Ask Nathan: Will This Compact Toyota bZ EV Win You Over And Are Tires Unsustainable?

In this week’s Ask Nathan:

• Can the upcoming Toyota bZ Compact EV renew your faith in Toyota’s EVs?
• Are tires completely unsustainable?

The first question comes from a fan who wants to know more about the Toyota bZ Compact EV crossover. The concept debuted at the 2022 Los Angeles Auto Show.

Q: (RE:) Toyota bZ compact EV crossover?

Hi Nathan. Gilbert again with a second question. Have you hear about the Toyota bZ compact EV crossover? I like the look. But is it any better than the awful BZ4x? Can Toyota even compete with other BEV auto makers being so far behind?

Thanks for reading my email!

A: I would not underestimate Toyota.

Forget about the lukewarm kickoff of the BZ4x. It’s a perfectly adequate EV, but it was never very competitive. One of the main reasons has to do with its performance; namely, its battery. Its range and charging rate are far surpassed by the competition. It’s one of the main complaints I have about this model.

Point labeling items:
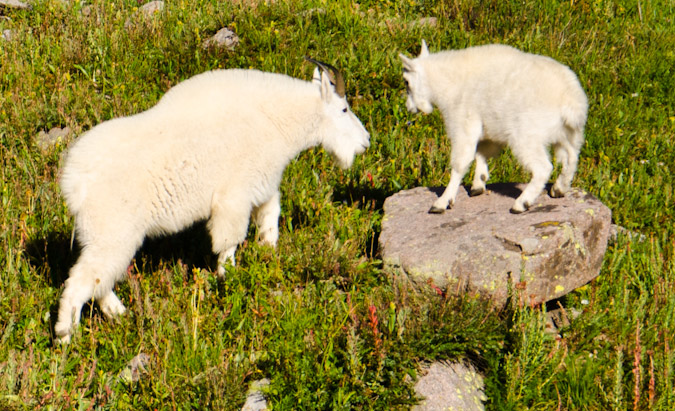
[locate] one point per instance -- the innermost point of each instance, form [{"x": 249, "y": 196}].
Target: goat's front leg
[
  {"x": 463, "y": 152},
  {"x": 227, "y": 225}
]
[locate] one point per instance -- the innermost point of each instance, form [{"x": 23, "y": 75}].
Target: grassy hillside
[{"x": 320, "y": 316}]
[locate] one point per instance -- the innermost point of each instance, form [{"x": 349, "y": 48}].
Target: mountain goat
[
  {"x": 214, "y": 147},
  {"x": 495, "y": 95}
]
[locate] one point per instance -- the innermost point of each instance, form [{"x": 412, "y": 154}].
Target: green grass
[{"x": 320, "y": 316}]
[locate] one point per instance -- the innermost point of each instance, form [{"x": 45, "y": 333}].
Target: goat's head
[
  {"x": 416, "y": 83},
  {"x": 343, "y": 135}
]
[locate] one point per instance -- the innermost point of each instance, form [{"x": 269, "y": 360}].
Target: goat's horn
[{"x": 333, "y": 74}]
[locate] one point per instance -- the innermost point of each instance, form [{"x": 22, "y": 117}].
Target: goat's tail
[{"x": 574, "y": 116}]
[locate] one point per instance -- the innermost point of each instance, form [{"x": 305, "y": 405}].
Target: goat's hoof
[
  {"x": 477, "y": 191},
  {"x": 557, "y": 193},
  {"x": 436, "y": 210}
]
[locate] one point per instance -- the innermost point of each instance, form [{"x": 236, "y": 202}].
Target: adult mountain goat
[
  {"x": 495, "y": 95},
  {"x": 214, "y": 147}
]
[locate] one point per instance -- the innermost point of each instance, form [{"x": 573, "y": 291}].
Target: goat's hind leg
[
  {"x": 93, "y": 276},
  {"x": 267, "y": 220},
  {"x": 568, "y": 157}
]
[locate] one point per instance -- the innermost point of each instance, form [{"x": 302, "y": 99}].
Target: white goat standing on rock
[
  {"x": 495, "y": 95},
  {"x": 214, "y": 147}
]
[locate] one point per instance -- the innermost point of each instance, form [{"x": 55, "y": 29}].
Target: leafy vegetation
[{"x": 320, "y": 317}]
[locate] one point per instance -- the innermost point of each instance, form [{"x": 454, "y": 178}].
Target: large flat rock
[{"x": 480, "y": 247}]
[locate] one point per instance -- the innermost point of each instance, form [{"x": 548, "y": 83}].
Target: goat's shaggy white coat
[
  {"x": 495, "y": 95},
  {"x": 214, "y": 147}
]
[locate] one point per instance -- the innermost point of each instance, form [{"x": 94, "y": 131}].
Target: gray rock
[
  {"x": 480, "y": 247},
  {"x": 144, "y": 14},
  {"x": 14, "y": 4},
  {"x": 136, "y": 366},
  {"x": 224, "y": 38},
  {"x": 46, "y": 140},
  {"x": 426, "y": 22},
  {"x": 450, "y": 387},
  {"x": 255, "y": 401}
]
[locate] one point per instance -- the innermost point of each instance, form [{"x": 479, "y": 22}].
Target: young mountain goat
[
  {"x": 495, "y": 95},
  {"x": 214, "y": 147}
]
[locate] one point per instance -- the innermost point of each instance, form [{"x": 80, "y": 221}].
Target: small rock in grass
[
  {"x": 255, "y": 400},
  {"x": 224, "y": 38},
  {"x": 132, "y": 372},
  {"x": 47, "y": 140},
  {"x": 144, "y": 14},
  {"x": 450, "y": 386}
]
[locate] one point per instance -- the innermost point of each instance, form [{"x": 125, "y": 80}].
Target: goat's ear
[
  {"x": 408, "y": 64},
  {"x": 316, "y": 76},
  {"x": 327, "y": 89},
  {"x": 424, "y": 51}
]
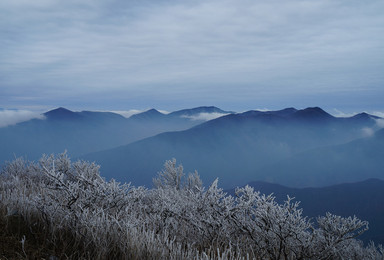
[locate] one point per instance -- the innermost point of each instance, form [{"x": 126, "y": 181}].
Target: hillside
[{"x": 236, "y": 147}]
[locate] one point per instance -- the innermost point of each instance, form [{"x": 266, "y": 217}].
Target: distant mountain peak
[
  {"x": 199, "y": 110},
  {"x": 149, "y": 114}
]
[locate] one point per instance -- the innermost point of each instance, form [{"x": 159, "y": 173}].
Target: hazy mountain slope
[
  {"x": 363, "y": 199},
  {"x": 354, "y": 161},
  {"x": 84, "y": 132},
  {"x": 234, "y": 147}
]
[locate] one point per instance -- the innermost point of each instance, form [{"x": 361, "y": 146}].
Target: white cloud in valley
[{"x": 205, "y": 116}]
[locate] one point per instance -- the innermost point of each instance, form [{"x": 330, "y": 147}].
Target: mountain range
[
  {"x": 248, "y": 146},
  {"x": 293, "y": 147},
  {"x": 362, "y": 199}
]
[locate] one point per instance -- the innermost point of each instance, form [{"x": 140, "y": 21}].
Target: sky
[{"x": 119, "y": 55}]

What is needed: In the Ask Nathan column, what reason is given for the bZ4x never being very competitive? Answer in one to three sentences.

Output of the exercise: A main reason is its performance, specifically its battery. Its range and charging rate are far surpassed by the competition.